**PAGE TEXT:**
########################################

Imran Vittachi and Chris Fontaine recently spent a night with the peace
marchers: 3am starts, and tree planting along the way.
SROK SRE AMBEL, KOH KONG - Should all go to plan, Preah Maha Ghosananda and his peace
brigade will march victoriously into Phnom Penh tomorrow as Dhammayietra V - a 546-kilometer
pilgrimage for the forests, non-violence and reconciliation - draws to a close.
The Post caught up with Ghosananda and company at Wat Kiristungchay in Koh Kong province
- a section of southwestern Cambodia plagued by illegal logging, smuggling, and banditry
- five days before they were due back in the capital.
The saffron robes of his disciples shimmered in the purple light of dusk as the one
they call "The Gandhi of Cambodia" recited mantras for peace from beneath
a canopy of green leaves.
"In Buddhism, peace means to breathe in and out," said Ghosananda, who
has been nominated three times for the Nobel Peace Prize. "To live is to breathe
- without peace there is no life.
"We walk everyday," he added. "The peace walk is the same. Without
walking you have no life."
On May 25, the marchers were into the eighteenth day of their long journey. Along
the way, they have planted trees "as a symbol for renewal and objection to the
destruction of our environment," said Kim Leng, one of the organizers of the
An ordained Buddhist nun, Leng takes on the ten precepts of Buddhism each year before
the march and teaches the Ghandian principles of non-violence and passive resistance
to villagers throughout the trek. To be actively non-violent, she said one must be
compassionate, persistent and courageous.
"Some people confuse non-violence with being simply passive and not acting with
courage," Leng said. "We train ourselves and others by showing each other
how to reduce their own fears if any threatening situation occurs. We cannot be peace
makers in this society if we cannot face our fears."
The non-violent theme of the peace march has been deeply influenced by the teachings
of Mahatma ("The Great Soul") Gandhi, the Hindu who brought down the British
Raj without firing a single bullet.
Ghosananda himself spent 13 years studying in India. He has incorporated the lessons
of Gandhi, Martin Luther King and other champions of the doctrines of non-violent
passive resistance into his quest for peace in Cambodia.
At 3:30 am the following Sunday morning, after they had chanted their morning prayers,
the pilgrims began to walk the 25-km leg of their journey connecting Wat Kiristungchay
to Wat Kompong Seila.
Throughout the Dhammayietra, their numbers have fluctuated from between 400 to 700,
The first stretch of the day's walk lasted 10 km, taking the marchers to a small
village where breakfast was donated by the locals.
Walking in double file, they stepped to the beat of Japanese drums. Male Buddhists
lead the procession, followed by the nuns clad in traditional white robes. An international
contingent of Americans, Australians and Japanese brought up the rear. With the Cardammom
mountains around them bathed in a pre-dawn mist, it seemed as if the Dhammayietras
were suspended between heaven and earth.
Ghosananda used the time after breakfast to speak to the villagers. During the pilgrimage,
he often stayed behind to give long lectures on the five precepts of Buddhism.
"Refrain from stealing, refrain from killing, refrain from cheating and telling
lies, refrain from adultery and refrain from intoxicants."
"To bring about peace, you must be charitable," Ghosananda said. "You
have to make charity to keep the five precepts."
After breakfast, the marchers pushed on for another four hours along Route 4 until
they reached their next destination. They spent the afternoon resting, chanting prayers
and giving lectures on land mines, deforestation and non-violent intervention.

########################################

**GIVEN INSTRUCTION 1:**
Using the peace march article, answer the following:
(a) How many kilometers long is the Dhammayietra V pilgrimage?
(b) How many years did Ghosananda spend studying in India?
(c) To the beat of what did the marchers step while walking in double file?
**GIVEN INSTRUCTION 2:** Transcribe the stretch of the peace march article from "On May 25, the" through "persistent and courageous.".
Rely solely on the peace march article for the work that concerns it.

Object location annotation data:
########################################

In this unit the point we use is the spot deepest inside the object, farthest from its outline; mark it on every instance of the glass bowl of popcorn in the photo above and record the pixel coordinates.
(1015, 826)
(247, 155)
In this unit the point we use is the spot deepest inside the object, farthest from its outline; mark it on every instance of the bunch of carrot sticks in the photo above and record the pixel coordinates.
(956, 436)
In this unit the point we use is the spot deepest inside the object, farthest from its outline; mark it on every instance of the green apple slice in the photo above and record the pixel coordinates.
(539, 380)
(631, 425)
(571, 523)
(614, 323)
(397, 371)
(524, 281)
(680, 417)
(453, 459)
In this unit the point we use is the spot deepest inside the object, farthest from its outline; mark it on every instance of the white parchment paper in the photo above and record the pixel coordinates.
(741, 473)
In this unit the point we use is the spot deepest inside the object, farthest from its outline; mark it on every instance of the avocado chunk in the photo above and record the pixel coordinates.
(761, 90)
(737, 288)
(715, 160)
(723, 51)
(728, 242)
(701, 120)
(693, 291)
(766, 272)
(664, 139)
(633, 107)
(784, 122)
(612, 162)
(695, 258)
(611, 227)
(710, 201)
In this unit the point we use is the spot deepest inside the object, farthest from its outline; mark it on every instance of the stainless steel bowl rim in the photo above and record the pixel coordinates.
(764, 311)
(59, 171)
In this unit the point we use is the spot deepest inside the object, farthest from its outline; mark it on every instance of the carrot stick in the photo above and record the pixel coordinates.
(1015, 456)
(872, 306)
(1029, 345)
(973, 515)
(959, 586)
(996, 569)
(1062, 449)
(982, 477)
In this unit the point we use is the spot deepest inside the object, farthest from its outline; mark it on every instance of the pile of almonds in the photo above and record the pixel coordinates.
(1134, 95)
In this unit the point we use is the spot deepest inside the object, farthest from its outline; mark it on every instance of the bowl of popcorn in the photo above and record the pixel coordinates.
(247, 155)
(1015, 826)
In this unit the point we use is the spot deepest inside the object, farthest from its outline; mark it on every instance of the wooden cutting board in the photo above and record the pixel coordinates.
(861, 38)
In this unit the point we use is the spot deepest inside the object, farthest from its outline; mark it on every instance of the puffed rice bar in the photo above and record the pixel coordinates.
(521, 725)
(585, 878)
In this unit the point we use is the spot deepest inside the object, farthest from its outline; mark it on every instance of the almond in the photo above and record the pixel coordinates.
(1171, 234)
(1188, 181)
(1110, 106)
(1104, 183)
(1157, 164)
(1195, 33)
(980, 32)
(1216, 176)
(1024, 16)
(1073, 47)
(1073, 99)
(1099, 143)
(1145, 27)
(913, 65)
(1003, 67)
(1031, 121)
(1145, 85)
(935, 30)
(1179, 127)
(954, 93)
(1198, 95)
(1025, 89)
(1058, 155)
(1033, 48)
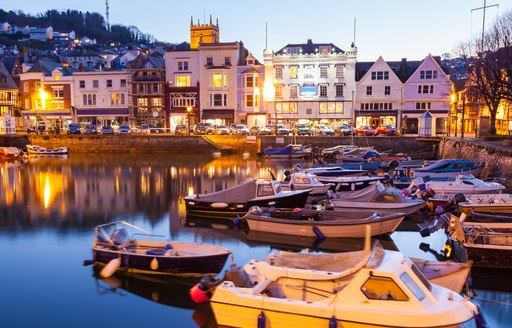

########################################

**EXERCISE SOLUTION 1:**
(a) 546 kilometers
(b) 13 years
(c) Japanese drums

**EXERCISE SOLUTION 2:**
On May 25, the marchers were into the eighteenth day of their long journey. Along
the way, they have planted trees "as a symbol for renewal and objection to the
destruction of our environment," said Kim Leng, one of the organizers of the
An ordained Buddhist nun, Leng takes on the ten precepts of Buddhism each year before
the march and teaches the Ghandian principles of non-violence and passive resistance
to villagers throughout the trek. To be actively non-violent, she said one must be
compassionate, persistent and courageous.